Exercise brief => Below are records; count the lines in them that hold "blue" and give only the count.
** Opening Given entries block **
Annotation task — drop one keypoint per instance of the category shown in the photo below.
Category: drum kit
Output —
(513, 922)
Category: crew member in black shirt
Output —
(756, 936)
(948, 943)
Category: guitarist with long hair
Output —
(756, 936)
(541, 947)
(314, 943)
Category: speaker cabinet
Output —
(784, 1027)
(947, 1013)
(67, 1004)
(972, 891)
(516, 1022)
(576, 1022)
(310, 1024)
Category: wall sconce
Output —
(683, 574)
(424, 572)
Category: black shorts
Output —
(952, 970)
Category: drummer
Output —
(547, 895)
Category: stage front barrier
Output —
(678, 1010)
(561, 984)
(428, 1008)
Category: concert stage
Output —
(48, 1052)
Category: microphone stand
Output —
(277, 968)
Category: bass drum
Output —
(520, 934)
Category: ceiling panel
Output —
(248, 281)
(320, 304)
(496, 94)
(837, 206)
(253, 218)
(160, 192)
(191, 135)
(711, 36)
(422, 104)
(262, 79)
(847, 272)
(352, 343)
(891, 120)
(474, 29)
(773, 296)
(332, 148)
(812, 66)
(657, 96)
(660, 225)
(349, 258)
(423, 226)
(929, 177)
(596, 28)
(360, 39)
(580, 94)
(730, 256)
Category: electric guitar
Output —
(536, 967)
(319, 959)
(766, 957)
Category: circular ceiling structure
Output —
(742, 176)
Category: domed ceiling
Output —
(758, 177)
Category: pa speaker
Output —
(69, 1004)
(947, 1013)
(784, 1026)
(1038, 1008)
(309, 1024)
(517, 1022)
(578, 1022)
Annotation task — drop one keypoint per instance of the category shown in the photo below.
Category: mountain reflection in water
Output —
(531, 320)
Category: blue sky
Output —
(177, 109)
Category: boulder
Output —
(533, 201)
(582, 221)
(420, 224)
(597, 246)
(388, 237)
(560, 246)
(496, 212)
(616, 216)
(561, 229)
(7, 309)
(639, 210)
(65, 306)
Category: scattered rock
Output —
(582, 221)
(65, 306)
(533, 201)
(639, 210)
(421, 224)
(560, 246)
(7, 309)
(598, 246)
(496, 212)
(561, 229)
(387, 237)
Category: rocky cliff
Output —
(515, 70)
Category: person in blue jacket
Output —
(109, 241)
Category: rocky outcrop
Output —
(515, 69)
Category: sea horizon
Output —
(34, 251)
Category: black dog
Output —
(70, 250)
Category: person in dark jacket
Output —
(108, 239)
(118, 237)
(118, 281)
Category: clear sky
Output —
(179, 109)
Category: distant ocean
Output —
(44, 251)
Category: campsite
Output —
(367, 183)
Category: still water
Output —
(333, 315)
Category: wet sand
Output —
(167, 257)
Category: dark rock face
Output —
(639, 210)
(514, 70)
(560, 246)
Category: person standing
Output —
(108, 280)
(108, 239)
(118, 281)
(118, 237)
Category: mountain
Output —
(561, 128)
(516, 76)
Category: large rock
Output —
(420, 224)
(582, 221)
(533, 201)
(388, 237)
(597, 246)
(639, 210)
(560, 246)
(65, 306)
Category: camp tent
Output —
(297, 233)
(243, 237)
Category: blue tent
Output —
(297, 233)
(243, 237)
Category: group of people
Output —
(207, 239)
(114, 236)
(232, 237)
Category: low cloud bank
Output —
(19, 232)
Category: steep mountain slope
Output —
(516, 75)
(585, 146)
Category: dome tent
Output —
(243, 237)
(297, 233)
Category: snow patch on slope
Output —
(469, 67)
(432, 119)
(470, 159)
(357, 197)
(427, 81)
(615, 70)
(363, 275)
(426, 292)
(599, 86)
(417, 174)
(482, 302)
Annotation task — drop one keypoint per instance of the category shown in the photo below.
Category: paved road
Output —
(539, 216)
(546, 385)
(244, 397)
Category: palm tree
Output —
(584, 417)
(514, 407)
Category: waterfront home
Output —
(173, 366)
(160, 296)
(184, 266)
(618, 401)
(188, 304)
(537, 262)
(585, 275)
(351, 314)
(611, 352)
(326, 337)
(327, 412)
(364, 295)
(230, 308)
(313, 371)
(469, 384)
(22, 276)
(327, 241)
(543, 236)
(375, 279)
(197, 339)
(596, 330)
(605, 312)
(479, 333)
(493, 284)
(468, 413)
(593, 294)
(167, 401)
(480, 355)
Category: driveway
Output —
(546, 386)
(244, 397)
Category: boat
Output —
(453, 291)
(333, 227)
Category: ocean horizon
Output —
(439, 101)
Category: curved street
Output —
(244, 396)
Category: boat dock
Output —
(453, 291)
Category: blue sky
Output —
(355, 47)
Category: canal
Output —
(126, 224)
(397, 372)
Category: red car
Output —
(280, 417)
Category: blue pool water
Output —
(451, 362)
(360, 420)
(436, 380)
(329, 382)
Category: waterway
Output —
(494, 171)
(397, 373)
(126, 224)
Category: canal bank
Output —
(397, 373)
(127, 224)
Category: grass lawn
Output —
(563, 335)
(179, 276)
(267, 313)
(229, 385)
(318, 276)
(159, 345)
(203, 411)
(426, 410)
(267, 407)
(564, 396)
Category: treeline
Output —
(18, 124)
** Closing Given entries block **
Solution => 5